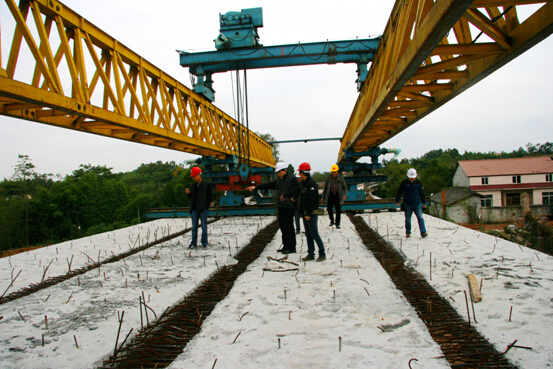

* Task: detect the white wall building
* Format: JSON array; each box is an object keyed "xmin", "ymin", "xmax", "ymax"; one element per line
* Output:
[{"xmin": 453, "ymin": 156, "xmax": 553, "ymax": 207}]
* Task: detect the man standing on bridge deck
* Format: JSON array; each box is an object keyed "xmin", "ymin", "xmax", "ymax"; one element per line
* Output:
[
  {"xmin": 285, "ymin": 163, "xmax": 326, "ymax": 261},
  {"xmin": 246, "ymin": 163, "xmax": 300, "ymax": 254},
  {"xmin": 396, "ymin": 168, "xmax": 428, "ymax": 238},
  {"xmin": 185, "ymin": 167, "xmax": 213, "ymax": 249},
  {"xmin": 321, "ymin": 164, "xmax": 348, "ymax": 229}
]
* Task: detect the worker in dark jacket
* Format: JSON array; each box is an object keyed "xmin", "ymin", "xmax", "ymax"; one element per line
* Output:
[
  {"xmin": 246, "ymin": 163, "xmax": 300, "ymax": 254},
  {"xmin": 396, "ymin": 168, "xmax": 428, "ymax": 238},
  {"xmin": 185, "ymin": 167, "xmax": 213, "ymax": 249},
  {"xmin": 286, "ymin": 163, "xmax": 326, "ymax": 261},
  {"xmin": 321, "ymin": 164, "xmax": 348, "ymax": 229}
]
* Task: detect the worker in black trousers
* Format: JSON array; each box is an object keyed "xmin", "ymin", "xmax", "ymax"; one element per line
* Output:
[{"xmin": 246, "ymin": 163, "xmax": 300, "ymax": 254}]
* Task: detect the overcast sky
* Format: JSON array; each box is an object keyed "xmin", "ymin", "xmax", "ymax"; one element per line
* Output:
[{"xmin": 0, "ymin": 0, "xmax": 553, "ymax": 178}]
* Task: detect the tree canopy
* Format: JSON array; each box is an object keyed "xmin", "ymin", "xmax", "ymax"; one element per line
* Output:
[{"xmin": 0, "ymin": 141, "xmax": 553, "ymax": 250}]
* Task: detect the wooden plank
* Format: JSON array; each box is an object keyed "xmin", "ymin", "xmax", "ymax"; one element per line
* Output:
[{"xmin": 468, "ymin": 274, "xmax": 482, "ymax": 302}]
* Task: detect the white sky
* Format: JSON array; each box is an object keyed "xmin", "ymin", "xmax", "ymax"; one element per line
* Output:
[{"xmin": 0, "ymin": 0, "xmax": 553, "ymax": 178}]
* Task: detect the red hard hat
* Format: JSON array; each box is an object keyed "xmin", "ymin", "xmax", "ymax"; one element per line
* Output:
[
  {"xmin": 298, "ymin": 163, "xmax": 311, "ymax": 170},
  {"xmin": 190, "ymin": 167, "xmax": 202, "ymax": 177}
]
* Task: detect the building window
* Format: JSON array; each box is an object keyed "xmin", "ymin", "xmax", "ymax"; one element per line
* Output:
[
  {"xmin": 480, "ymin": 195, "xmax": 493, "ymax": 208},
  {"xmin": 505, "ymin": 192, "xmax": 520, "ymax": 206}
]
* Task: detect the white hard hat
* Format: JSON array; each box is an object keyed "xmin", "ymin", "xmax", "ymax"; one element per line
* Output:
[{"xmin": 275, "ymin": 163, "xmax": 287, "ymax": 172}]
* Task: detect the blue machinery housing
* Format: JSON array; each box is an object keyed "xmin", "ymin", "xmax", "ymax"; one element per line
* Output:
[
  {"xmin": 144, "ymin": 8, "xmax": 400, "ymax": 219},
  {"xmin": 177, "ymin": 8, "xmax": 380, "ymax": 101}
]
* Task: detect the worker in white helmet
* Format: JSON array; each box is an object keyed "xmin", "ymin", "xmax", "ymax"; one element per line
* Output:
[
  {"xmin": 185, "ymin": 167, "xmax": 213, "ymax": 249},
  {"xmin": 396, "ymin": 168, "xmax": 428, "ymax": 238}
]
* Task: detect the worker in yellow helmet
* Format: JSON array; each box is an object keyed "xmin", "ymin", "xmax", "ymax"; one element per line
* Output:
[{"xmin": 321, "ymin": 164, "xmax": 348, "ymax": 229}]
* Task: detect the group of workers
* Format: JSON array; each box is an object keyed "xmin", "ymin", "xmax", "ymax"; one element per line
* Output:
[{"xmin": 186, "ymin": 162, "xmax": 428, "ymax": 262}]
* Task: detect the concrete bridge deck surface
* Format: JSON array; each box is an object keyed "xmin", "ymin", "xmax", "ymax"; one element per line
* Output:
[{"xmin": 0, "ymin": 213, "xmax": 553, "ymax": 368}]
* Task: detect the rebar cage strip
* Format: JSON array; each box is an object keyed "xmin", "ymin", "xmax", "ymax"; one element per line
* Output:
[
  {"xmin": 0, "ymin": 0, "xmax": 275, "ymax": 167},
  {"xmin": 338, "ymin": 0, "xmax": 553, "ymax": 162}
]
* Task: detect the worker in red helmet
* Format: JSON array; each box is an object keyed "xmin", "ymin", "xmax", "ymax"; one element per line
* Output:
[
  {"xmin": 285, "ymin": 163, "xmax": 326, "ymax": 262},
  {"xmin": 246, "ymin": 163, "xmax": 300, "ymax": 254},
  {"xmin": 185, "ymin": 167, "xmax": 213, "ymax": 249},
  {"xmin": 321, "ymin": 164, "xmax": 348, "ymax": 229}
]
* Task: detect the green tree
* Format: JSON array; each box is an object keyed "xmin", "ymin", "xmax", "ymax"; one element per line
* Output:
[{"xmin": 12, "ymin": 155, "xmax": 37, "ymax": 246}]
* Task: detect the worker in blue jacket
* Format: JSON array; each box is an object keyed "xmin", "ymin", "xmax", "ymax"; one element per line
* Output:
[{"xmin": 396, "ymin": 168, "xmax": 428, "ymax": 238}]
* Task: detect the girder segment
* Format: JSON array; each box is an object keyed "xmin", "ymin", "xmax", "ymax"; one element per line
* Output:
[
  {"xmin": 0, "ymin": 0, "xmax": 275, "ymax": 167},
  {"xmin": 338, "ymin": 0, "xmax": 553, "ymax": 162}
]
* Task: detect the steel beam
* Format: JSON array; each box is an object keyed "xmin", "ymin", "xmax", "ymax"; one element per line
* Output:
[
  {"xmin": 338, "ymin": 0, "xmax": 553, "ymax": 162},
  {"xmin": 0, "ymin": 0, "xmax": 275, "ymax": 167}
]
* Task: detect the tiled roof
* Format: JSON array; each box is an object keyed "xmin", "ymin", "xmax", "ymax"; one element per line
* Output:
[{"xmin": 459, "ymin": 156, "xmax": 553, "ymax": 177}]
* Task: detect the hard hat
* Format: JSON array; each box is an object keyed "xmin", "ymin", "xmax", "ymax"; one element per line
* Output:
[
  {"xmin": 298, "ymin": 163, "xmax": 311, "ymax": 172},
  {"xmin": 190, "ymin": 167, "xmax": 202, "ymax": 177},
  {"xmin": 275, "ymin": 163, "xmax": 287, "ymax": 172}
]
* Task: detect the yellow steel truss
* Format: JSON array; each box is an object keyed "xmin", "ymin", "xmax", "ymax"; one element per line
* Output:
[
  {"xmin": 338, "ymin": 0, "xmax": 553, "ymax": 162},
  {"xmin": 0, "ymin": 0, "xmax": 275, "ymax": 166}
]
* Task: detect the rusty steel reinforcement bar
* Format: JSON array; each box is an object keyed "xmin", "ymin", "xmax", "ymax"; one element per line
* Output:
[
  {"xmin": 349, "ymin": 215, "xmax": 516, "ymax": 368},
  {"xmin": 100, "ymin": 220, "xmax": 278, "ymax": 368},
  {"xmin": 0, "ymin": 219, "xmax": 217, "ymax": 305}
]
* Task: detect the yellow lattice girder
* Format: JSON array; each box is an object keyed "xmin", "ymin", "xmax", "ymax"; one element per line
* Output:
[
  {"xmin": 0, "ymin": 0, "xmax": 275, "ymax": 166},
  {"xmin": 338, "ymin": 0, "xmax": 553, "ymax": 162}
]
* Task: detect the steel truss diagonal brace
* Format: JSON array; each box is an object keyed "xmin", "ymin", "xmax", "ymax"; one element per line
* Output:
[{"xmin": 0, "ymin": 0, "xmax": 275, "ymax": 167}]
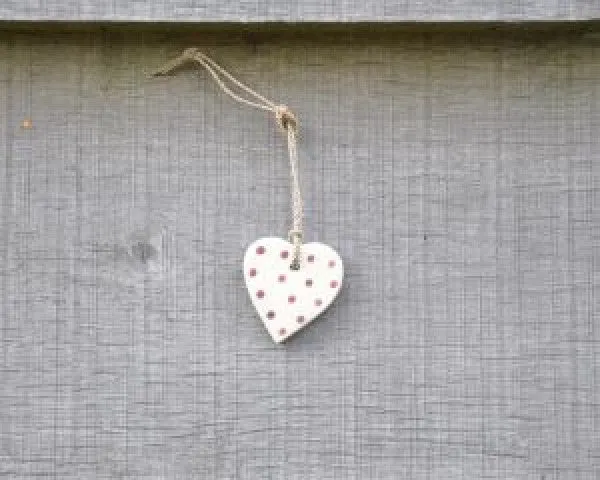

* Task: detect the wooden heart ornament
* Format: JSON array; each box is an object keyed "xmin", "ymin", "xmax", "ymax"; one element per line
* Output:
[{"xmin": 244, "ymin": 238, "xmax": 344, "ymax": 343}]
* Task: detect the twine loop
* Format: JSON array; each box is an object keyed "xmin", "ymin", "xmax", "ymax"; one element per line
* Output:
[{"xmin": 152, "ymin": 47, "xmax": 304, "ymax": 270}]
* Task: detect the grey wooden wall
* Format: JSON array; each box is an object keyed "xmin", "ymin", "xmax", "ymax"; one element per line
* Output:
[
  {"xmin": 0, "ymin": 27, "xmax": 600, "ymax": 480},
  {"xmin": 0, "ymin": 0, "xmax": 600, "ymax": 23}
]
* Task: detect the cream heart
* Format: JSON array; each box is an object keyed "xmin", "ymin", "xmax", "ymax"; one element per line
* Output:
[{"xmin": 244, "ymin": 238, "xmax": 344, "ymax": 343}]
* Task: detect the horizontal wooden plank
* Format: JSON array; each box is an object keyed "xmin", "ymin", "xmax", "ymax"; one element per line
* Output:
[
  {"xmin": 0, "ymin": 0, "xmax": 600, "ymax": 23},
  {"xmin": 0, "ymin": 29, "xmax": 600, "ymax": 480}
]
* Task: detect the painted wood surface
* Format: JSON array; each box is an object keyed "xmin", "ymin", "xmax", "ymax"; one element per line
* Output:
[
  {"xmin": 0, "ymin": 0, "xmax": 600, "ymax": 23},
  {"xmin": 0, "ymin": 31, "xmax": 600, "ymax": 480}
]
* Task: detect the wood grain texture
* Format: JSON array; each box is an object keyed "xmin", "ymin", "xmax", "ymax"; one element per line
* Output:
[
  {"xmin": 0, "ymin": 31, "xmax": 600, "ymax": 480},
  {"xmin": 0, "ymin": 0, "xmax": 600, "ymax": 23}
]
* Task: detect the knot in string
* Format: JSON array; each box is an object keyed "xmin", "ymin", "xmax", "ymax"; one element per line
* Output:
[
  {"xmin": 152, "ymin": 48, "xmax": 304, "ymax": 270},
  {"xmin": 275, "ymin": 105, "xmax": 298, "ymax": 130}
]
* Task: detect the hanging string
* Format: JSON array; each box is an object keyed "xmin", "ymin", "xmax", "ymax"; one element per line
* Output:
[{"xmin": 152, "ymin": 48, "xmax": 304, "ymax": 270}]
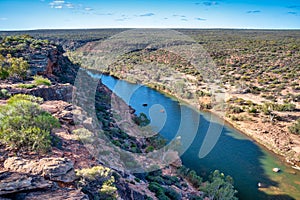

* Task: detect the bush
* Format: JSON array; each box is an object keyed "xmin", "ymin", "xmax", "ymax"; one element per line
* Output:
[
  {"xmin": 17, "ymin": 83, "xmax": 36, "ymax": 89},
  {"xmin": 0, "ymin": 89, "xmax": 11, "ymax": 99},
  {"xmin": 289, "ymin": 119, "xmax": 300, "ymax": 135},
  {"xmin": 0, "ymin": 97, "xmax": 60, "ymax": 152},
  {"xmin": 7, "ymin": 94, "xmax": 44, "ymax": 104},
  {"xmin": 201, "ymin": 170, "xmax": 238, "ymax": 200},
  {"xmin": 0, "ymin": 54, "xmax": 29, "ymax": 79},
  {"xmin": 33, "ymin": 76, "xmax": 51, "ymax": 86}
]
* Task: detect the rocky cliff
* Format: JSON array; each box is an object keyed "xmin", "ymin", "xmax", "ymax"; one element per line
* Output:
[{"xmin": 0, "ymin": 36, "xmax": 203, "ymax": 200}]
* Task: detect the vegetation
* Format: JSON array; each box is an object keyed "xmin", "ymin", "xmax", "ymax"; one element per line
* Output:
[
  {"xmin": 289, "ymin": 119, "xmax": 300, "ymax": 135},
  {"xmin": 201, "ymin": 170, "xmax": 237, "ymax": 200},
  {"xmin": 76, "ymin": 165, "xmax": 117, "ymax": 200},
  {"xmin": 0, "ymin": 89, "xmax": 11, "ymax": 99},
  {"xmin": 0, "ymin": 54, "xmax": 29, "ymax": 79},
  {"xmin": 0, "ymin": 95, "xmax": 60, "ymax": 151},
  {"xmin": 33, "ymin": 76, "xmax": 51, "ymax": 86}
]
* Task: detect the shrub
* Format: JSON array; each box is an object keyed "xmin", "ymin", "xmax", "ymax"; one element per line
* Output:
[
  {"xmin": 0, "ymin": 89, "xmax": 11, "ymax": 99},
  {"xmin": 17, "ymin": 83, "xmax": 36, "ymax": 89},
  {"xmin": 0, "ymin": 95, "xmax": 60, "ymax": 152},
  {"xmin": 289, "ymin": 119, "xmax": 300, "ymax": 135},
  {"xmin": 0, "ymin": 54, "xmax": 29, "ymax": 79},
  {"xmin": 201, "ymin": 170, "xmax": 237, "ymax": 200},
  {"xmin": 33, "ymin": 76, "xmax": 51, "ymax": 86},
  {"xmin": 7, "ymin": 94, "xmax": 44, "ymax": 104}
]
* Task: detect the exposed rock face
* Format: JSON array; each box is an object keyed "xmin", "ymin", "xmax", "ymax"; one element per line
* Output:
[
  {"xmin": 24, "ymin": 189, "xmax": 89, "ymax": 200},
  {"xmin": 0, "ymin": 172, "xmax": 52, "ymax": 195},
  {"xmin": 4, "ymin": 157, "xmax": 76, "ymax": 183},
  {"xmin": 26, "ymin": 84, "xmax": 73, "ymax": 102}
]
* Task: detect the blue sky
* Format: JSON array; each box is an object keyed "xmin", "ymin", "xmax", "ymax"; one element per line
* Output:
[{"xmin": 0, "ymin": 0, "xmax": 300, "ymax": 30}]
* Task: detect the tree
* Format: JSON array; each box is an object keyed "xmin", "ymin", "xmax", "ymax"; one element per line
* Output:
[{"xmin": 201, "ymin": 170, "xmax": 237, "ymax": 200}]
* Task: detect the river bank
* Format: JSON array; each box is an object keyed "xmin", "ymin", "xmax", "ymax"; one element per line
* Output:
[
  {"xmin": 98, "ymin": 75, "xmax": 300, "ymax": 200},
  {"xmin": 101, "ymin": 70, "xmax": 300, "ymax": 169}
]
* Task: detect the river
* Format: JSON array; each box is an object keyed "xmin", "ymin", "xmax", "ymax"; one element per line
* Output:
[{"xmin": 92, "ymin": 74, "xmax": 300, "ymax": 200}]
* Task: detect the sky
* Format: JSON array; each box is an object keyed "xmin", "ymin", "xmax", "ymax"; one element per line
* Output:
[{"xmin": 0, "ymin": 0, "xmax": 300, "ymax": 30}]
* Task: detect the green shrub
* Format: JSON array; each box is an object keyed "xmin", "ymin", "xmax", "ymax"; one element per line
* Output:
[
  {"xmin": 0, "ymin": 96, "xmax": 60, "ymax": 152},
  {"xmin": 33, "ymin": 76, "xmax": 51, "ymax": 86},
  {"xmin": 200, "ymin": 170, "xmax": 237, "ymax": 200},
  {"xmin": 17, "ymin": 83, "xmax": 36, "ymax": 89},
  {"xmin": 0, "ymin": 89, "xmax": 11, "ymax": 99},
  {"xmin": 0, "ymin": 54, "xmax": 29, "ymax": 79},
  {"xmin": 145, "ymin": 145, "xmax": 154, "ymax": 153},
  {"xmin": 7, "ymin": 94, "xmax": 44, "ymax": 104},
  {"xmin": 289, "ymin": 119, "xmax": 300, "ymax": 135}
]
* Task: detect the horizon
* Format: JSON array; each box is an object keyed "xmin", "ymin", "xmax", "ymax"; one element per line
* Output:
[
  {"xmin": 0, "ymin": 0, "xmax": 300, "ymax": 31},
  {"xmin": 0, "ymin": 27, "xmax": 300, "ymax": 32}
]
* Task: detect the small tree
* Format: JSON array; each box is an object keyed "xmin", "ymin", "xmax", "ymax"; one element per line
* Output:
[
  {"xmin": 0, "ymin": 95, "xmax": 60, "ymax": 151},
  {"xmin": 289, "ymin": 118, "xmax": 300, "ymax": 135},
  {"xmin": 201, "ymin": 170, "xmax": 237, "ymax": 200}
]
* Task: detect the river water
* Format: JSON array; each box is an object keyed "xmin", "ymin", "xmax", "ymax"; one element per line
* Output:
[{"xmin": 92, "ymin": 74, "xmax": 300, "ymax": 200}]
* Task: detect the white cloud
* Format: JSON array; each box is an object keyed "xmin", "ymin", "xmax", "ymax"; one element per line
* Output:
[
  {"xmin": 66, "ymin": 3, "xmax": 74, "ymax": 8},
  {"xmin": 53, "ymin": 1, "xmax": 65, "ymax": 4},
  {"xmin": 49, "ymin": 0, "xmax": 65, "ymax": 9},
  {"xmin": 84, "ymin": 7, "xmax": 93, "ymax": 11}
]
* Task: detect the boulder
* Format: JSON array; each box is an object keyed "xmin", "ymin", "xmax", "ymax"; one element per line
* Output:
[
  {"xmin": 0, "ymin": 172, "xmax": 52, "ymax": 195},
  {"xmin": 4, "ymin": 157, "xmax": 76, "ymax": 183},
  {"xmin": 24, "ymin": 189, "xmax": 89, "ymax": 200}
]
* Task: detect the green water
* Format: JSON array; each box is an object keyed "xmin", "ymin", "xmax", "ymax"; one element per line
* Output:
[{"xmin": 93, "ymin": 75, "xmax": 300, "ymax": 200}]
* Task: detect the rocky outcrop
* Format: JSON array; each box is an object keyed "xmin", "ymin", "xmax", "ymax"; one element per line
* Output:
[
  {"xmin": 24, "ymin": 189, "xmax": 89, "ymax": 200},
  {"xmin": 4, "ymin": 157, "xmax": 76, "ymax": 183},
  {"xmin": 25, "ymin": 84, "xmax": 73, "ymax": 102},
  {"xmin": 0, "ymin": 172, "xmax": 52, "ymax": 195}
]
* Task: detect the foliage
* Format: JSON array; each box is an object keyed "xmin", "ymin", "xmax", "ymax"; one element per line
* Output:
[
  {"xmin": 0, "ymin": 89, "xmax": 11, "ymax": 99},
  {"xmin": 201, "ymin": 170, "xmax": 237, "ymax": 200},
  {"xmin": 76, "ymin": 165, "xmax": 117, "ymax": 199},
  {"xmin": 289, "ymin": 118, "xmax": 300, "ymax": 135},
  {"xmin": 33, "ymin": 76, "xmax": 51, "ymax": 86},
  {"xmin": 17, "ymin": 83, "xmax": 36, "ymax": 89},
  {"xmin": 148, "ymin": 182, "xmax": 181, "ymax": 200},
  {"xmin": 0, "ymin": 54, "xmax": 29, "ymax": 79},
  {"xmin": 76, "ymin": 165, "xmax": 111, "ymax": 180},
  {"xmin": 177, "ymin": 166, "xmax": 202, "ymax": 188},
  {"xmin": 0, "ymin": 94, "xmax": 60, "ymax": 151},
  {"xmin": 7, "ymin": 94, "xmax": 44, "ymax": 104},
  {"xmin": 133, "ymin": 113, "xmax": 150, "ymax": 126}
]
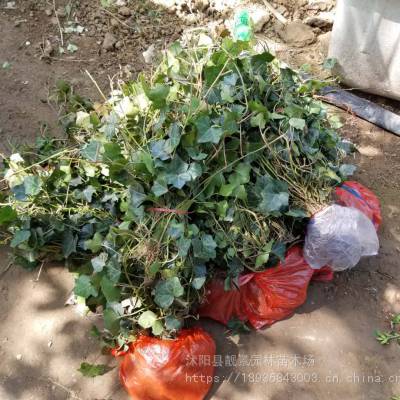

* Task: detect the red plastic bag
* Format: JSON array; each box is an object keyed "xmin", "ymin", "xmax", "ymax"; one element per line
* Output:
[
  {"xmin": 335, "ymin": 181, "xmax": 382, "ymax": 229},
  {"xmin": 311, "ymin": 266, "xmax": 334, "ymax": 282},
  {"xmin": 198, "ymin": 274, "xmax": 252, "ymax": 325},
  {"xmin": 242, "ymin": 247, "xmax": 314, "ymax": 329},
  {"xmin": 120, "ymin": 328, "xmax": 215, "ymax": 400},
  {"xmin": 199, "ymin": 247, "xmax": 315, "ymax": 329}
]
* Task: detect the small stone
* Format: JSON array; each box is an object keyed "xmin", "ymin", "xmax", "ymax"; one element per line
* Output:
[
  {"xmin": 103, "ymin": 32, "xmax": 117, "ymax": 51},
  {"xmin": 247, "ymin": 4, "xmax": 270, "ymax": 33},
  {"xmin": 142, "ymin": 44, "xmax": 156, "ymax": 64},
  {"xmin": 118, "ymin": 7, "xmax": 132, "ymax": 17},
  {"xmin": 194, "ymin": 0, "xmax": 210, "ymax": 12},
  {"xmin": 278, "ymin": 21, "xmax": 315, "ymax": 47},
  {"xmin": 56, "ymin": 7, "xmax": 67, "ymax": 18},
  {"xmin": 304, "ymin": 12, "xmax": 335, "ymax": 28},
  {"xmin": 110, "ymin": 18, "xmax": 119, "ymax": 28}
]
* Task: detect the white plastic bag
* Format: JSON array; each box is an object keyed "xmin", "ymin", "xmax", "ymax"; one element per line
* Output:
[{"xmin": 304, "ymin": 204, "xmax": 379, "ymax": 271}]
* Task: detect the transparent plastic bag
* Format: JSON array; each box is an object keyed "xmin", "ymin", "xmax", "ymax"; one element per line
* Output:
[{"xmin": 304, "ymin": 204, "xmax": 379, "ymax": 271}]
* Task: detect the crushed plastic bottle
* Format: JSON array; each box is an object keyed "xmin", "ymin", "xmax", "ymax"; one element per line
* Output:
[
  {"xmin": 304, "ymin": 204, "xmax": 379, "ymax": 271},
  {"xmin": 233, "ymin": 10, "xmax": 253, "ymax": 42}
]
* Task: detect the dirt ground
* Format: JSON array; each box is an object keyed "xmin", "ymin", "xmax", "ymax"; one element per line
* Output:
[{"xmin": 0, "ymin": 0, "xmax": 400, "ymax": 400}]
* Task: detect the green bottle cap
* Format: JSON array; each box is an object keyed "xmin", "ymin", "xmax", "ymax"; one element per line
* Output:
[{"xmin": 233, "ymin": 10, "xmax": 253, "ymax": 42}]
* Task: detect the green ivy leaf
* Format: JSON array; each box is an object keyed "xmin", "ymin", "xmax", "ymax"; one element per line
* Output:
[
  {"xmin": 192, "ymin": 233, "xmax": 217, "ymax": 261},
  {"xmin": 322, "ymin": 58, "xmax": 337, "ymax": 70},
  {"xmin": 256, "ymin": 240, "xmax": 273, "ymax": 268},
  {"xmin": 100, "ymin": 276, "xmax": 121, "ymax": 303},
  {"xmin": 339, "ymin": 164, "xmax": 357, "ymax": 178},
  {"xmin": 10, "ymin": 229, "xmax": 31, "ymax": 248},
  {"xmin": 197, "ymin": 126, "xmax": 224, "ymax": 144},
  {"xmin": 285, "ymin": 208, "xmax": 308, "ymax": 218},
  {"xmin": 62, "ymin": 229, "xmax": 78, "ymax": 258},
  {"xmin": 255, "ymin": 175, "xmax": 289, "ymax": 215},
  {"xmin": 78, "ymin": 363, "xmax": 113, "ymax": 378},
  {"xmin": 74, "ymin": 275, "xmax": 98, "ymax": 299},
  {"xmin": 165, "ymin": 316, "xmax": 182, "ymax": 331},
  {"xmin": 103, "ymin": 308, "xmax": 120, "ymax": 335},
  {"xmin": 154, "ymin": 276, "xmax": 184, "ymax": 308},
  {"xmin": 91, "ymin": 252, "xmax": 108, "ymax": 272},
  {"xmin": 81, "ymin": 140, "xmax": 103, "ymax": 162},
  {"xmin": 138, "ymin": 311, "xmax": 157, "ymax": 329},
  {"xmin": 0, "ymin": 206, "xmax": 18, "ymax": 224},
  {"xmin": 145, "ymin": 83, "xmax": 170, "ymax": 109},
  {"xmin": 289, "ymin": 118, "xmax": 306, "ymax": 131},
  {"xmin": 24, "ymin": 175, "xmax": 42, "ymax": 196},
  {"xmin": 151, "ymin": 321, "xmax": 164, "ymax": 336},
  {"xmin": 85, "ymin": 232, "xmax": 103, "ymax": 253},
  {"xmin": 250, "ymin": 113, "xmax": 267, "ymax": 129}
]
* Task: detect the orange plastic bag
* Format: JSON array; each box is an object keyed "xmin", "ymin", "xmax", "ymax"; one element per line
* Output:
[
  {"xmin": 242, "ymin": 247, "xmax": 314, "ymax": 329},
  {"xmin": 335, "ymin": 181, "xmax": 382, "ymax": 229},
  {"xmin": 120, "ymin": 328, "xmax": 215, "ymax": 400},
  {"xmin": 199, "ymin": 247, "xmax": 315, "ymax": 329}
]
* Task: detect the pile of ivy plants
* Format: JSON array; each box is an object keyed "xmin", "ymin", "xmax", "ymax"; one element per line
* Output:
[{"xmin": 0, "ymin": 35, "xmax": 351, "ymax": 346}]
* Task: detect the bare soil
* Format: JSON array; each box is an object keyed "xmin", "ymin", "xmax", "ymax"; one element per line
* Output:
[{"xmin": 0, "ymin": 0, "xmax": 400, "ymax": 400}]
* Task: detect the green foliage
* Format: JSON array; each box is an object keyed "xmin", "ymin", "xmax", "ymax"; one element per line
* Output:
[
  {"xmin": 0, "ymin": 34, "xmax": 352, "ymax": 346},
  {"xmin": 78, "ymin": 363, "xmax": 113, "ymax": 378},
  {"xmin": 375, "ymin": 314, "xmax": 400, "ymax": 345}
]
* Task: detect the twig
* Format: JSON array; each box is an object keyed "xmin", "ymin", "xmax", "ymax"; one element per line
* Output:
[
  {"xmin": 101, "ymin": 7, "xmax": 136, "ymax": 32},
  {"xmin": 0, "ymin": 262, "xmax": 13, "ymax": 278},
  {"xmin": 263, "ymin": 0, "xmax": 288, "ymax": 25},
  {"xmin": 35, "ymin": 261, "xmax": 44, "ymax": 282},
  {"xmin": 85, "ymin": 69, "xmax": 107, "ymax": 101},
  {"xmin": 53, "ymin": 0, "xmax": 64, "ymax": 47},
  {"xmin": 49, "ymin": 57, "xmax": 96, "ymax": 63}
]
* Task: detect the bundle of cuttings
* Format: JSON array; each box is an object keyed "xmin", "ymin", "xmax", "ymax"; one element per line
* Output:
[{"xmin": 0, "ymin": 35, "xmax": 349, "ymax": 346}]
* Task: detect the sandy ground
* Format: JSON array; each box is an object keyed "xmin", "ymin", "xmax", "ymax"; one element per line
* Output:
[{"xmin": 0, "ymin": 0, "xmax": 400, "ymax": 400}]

--------

Reproduce exactly the lines from the one containing "bundle of cuttings" through the last line of the records above, including both, and nothing else.

• **Result**:
* Task: detect the bundle of cuttings
* Format: JSON array; each box is an object keyed "xmin", "ymin", "xmax", "ymax"; one element per line
* Output:
[{"xmin": 0, "ymin": 35, "xmax": 349, "ymax": 346}]
* Task: detect the sandy ground
* Format: JSON array; each box is an object keyed "xmin", "ymin", "xmax", "ymax"; one element per line
* Output:
[{"xmin": 0, "ymin": 0, "xmax": 400, "ymax": 400}]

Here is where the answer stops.